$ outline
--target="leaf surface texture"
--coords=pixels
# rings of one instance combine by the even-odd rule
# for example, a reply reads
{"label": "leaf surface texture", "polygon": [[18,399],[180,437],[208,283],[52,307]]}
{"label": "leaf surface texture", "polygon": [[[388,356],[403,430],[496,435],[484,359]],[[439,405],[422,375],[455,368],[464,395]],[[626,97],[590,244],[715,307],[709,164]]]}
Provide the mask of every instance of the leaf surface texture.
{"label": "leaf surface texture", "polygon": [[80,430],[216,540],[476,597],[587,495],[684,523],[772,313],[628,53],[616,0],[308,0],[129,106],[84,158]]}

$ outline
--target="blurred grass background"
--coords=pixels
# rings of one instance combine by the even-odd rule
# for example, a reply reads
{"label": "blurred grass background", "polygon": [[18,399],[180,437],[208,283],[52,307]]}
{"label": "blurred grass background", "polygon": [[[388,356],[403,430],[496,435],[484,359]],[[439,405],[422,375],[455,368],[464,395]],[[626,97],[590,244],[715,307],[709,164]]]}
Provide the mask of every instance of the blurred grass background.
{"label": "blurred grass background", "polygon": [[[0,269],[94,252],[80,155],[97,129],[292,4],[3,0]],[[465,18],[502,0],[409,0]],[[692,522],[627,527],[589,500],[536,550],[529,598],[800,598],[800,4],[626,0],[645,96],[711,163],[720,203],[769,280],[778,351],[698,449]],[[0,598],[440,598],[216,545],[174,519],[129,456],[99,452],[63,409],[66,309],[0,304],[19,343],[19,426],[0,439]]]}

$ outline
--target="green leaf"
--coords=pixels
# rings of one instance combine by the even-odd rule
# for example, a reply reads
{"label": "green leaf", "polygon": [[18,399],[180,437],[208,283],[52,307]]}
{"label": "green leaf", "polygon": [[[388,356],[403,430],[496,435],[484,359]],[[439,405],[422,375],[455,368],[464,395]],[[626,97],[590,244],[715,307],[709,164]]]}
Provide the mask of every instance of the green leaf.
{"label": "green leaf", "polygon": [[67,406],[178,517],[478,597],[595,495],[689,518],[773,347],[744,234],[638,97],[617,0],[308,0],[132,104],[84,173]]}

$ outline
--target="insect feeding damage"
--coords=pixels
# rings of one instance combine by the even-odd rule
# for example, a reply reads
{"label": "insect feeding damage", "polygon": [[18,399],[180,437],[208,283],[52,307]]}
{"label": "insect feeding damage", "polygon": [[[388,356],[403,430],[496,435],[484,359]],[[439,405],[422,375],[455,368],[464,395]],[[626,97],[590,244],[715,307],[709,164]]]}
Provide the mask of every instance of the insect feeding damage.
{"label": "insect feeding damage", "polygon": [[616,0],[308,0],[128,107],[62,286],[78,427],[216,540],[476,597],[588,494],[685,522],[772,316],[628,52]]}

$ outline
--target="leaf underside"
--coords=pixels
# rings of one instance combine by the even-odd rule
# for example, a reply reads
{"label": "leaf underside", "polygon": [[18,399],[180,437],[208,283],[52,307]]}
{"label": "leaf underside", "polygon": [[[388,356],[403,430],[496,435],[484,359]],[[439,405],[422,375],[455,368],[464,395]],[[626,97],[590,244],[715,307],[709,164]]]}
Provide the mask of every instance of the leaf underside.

__Problem details__:
Retype the material above in full, exactly.

__Answer section__:
$ outline
--target="leaf surface texture"
--coords=pixels
# rings of one instance combine by the even-odd rule
# for example, a reply reads
{"label": "leaf surface texture", "polygon": [[18,399],[180,437],[208,283],[52,307]]}
{"label": "leaf surface texture", "polygon": [[[388,356],[403,430],[496,435],[484,359]],[[439,405],[422,375],[455,368],[464,395]],[[626,97],[590,244],[715,307],[709,164]]]}
Provide the mask of every instance of the leaf surface texture.
{"label": "leaf surface texture", "polygon": [[80,430],[216,540],[476,597],[587,495],[684,523],[772,313],[628,53],[616,0],[308,0],[129,106],[84,158]]}

$ outline
--target="blurred grass background"
--coords=pixels
# rings of one instance combine by the even-odd rule
# for example, a reply reads
{"label": "blurred grass background", "polygon": [[18,399],[180,437],[208,283],[52,307]]}
{"label": "blurred grass background", "polygon": [[[388,356],[403,430],[496,435],[484,359]],[[439,405],[422,375],[455,368],[464,395]],[[626,97],[590,244],[715,307],[709,164]]]}
Provide the mask of every instance of the blurred grass background.
{"label": "blurred grass background", "polygon": [[[0,269],[94,252],[80,155],[97,129],[292,4],[3,0]],[[465,18],[502,0],[409,0]],[[692,522],[627,527],[589,500],[536,550],[529,598],[800,598],[800,4],[626,0],[645,96],[711,163],[720,203],[769,280],[778,351],[698,449]],[[0,598],[440,598],[216,545],[174,519],[129,456],[99,452],[63,409],[66,309],[0,304],[19,343],[19,426],[0,439]]]}

$ outline
--target="green leaf"
--coords=pixels
# rings of one instance combine by the even-odd rule
# for example, a reply reads
{"label": "green leaf", "polygon": [[18,399],[180,437],[208,283],[52,307]]}
{"label": "green leaf", "polygon": [[[388,356],[403,430],[496,435],[484,359]],[[439,405],[422,375],[455,368],[464,395]],[[626,97],[590,244],[715,307],[709,164]]]}
Provide the mask of every instance of the green leaf.
{"label": "green leaf", "polygon": [[67,406],[178,517],[478,597],[595,495],[689,518],[773,347],[744,234],[638,97],[617,0],[308,0],[132,104],[84,173]]}

$ outline
--target="insect feeding damage"
--coords=pixels
# rings of one instance combine by the even-odd rule
# for example, a reply reads
{"label": "insect feeding damage", "polygon": [[18,399],[180,437],[208,283],[52,307]]}
{"label": "insect feeding damage", "polygon": [[[388,356],[403,430],[496,435],[484,359]],[[439,405],[422,375],[455,368],[464,395]],[[626,97],[590,244],[715,307],[709,164]]]}
Provide the mask of every instance of the insect feeding damage.
{"label": "insect feeding damage", "polygon": [[616,0],[308,0],[128,107],[62,286],[78,427],[216,540],[476,597],[588,494],[685,522],[772,316],[628,52]]}

$ outline
--target="leaf underside"
--coords=pixels
# rings of one instance combine by the even-odd rule
# for example, a reply reads
{"label": "leaf underside", "polygon": [[18,399],[180,437],[208,283],[52,307]]}
{"label": "leaf underside", "polygon": [[[388,356],[403,430],[496,435],[484,359]],[[439,405],[422,375],[455,368],[464,395]],[[626,97],[590,244],[715,307],[709,164]]]}
Provide the mask of every instance of the leaf underside.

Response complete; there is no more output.